En amont : le consentement éclairé

C’est pourquoi, en amont, il est obligatoire de recueillir le consentement éclairé du propriétaire, en expliquant par écrit les actes, leurs conséquences et leurs risques potentiels. Il est également nécessaire de s’assurer que le client les a bien compris. Dès cet instant, les modalités de continuité des soins doivent être précisées, pour les changements de pansement, par exemple. Cette anticipation peut être difficile ou dissuasive, cependant c’est un point essentiel pour le consentement éclairé : le maître mot est la transparence. Lorsque la structure fait appel à un intervenant extérieur, en chirurgie par exemple, les conditions générales de fonctionnement (CGF) doivent l’indiquer. Il serait également important que cet intervenant participe au consentement éclairé en détaillant ses actes et les risques spécifiques encourus, car il est le seul à pouvoir donner cette information.

Consigne
Extrayez du texte sur le consentement éclairé le passage qui commence par « C’est pourquoi, en » et se termine par « donner cette information. ».

Lignes de données

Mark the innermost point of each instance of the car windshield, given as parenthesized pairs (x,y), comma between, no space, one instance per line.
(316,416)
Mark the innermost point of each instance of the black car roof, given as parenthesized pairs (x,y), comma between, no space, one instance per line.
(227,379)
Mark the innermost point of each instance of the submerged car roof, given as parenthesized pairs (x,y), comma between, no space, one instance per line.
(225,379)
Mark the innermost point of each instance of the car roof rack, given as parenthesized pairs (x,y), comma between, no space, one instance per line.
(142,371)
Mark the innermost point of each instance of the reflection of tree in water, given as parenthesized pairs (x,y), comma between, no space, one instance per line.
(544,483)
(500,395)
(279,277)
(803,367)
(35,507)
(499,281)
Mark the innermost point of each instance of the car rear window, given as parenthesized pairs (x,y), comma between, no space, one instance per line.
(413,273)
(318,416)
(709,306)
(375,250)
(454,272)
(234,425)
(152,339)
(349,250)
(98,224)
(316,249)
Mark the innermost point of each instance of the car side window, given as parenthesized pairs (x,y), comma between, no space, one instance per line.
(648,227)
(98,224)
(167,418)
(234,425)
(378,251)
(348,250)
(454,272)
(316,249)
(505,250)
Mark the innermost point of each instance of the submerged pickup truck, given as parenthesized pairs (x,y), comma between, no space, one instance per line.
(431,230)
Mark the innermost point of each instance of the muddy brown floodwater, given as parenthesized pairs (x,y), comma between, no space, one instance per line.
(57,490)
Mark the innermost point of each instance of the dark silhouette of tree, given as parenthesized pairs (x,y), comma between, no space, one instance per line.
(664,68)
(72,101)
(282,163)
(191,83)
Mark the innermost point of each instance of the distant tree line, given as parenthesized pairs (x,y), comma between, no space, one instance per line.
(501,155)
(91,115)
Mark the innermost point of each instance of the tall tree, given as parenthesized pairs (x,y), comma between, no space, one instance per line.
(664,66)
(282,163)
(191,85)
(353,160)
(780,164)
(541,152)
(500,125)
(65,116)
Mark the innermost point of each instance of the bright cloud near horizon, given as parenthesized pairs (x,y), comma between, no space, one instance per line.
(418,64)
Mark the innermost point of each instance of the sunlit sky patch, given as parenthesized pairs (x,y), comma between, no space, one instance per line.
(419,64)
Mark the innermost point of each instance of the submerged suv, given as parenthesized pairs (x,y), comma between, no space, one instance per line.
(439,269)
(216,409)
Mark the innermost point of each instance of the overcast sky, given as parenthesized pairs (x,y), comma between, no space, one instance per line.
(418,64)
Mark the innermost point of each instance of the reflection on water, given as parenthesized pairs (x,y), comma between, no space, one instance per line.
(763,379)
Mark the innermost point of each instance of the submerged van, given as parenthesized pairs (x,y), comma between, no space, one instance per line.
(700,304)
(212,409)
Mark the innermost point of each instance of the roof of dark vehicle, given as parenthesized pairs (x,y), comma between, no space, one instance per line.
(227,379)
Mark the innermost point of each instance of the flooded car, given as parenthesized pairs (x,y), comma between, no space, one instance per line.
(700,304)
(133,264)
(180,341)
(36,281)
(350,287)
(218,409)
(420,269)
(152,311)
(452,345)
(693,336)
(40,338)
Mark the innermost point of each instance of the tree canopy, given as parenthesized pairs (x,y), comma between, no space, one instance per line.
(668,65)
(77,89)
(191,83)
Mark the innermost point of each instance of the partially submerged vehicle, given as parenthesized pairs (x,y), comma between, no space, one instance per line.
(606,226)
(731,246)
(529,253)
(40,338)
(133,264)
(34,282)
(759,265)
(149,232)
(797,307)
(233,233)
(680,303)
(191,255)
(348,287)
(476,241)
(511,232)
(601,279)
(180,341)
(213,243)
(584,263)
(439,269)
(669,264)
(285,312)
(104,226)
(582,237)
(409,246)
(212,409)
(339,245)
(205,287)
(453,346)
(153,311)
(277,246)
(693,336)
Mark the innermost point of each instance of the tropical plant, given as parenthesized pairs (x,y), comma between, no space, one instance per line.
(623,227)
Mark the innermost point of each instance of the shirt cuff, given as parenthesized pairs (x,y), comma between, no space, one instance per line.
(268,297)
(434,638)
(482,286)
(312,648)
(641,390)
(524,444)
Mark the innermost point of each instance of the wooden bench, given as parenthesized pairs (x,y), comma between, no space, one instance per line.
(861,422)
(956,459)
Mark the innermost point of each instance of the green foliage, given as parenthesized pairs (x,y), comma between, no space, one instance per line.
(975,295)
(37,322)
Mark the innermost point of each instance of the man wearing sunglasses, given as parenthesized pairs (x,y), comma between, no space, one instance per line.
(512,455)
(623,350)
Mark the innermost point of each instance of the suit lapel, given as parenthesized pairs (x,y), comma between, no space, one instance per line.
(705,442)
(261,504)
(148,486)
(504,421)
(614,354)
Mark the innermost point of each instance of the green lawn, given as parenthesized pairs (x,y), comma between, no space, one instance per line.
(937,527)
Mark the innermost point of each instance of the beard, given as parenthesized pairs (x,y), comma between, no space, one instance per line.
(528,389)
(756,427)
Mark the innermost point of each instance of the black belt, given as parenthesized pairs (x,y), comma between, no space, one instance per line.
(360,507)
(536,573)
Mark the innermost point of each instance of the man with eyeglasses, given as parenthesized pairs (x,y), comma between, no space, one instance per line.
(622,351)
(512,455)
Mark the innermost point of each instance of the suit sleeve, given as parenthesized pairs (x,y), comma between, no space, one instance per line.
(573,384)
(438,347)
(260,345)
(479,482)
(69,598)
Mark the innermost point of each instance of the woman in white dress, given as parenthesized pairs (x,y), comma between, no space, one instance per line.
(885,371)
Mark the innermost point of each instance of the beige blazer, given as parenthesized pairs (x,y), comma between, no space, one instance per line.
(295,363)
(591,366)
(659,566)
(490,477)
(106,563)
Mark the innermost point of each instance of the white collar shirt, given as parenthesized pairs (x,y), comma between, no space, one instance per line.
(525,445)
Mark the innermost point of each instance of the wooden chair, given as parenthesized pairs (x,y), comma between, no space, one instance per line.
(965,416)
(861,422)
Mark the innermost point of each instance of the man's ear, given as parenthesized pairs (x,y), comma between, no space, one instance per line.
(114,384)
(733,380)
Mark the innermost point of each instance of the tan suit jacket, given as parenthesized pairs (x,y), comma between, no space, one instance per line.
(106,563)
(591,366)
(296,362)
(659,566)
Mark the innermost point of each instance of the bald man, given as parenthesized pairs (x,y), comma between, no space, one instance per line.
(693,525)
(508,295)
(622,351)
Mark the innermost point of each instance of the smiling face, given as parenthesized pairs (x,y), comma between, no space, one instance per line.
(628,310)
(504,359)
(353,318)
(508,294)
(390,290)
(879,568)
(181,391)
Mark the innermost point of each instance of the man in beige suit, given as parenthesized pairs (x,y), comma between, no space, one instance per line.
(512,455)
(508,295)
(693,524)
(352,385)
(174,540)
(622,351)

Réponse
C’est pourquoi, en amont, il est obligatoire de recueillir le consentement éclairé du propriétaire, en expliquant par écrit les actes, leurs conséquences et leurs risques potentiels. Il est également nécessaire de s’assurer que le client les a bien compris. Dès cet instant, les modalités de continuité des soins doivent être précisées, pour les changements de pansement, par exemple. Cette anticipation peut être difficile ou dissuasive, cependant c’est un point essentiel pour le consentement éclairé : le maître mot est la transparence. Lorsque la structure fait appel à un intervenant extérieur, en chirurgie par exemple, les conditions générales de fonctionnement (CGF) doivent l’indiquer. Il serait également important que cet intervenant participe au consentement éclairé en détaillant ses actes et les risques spécifiques encourus, car il est le seul à pouvoir donner cette information.